> **Problems and tasks**:
1. Which whole foods does the vegan recipe blogger interview name as a base for a vegan diet?
2. In the vegan recipe blogger interview, why does Anzaldua welcome everyone to his site and not only vegans?
3. Resume the vegan recipe blogger interview after its last sentence.

> **Passage provided**:
Start of Block

By day, Roberto Anzaldua is a data scientist. In his free time, he’s a vegan recipe blogger, creator of Natural Goodness, and a self-professed “nutritional self-learner” inspired by a lifelong love of food. Anzaldua’s goal: offer up vegan recipes that promise great-quality results, are easy to make, and inspire his readers to make little changes in their diets and lives.
His website’s popular recipes include vegan gems like mozzarella cheese and no-yeast high-protein pizza dough. “My vegan mozzarella cheese recipe is a total game changer for vegans—it’s super stretchy, melty and delicious,” Anzaldua says. “It’s also very cheap, because the main ingredient is sunflower seeds. I welcome everyone to my site, not only vegans, because I believe that getting a lot of people involved is the secret to generating a bigger change in our food consumption habits. Happy cooking, everyone!”
Q: What do you think are some common misconceptions about vegan consumers and/or vegan diets?
A: The most common misconception is that people think being vegan is expensive, when it is actually very cheap if you eat whole foods, like beans, lentils and grains, as a base for your diet. The second most common misconception is that vegan folks have a protein deficiency. In fact, you need only 46 to 56 grams, depending on your weight, which is very easy to get throughout the day.
Q: How can pizzerias and restaurants do a better job of communicating their vegan offerings to customers and reach the vegan community?
A: I think that videos and pictures are a great way to achieve better results. I haven’t seen many advertisements with really nice pictures of vegan pizzas, and especially vegan cheese! The other thing is, you should probably be working with influencers to promote the business. A lot of vegan people do take into consideration the opinion of the influencers they follow on Instagram.

End of Block

> **Supplied data**:
Start of Block

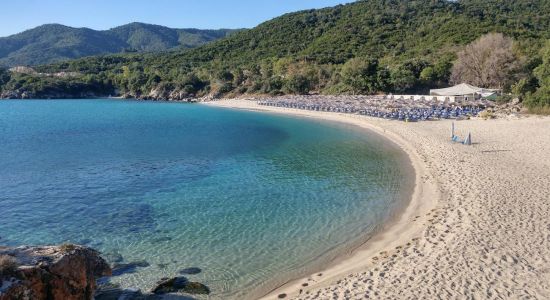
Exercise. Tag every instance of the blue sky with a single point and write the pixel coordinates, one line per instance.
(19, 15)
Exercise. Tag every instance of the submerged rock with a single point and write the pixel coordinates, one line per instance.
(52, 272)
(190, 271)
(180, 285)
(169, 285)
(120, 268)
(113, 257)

End of Block
Start of Block

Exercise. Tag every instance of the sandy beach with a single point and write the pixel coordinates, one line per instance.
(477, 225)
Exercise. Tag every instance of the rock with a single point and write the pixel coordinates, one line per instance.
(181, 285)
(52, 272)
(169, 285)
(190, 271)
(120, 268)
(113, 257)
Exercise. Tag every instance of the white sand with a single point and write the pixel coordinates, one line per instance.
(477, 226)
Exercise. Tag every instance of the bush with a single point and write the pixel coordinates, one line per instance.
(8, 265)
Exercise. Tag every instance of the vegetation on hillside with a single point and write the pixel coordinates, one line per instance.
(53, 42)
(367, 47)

End of Block

> **Numbered answers**:
1. Beans, lentils and grains.

2. He believes that getting a lot of people involved is the secret to generating a bigger change in our food consumption habits.

3.
Q: Why do you see vegan eating as not just a trend but a full evolution of our eating habits going forward (even among meat eaters who are incorporating more plant-based foods)?
A: I feel that omnivores are starting to see the benefits of incorporating plant-based foods into their diets. It is not only about the animals, but also about the reduction of the environmental impact we make with our eating habits, and the improvements to our well-being. Simple changes make a great impact, and I think that most people will really enjoy switching some of the foods they eat to the vegan version—for example, switching to oat milk, eating a bean burger instead of a beef burger, consuming vegan protein powders, etc.
Q: What strides have you witnessed in vegan food options over the years, and what do you want to see or predict for the future of this space?
A: I would like to see food companies more engaged in making more plant-based foods. For example, there are some “veggie stocks” with milk powder, and I really don’t see how that is needed—most people would not even notice its absence, and it’s not enhancing the flavor. Another example is that some crackers include milk, and some refined sugar uses bone char to produce it. But there have been so many changes! Now, most animal-based foods have a vegan counterpart, and given the demand, it is cheaper and easier to find plant-based options.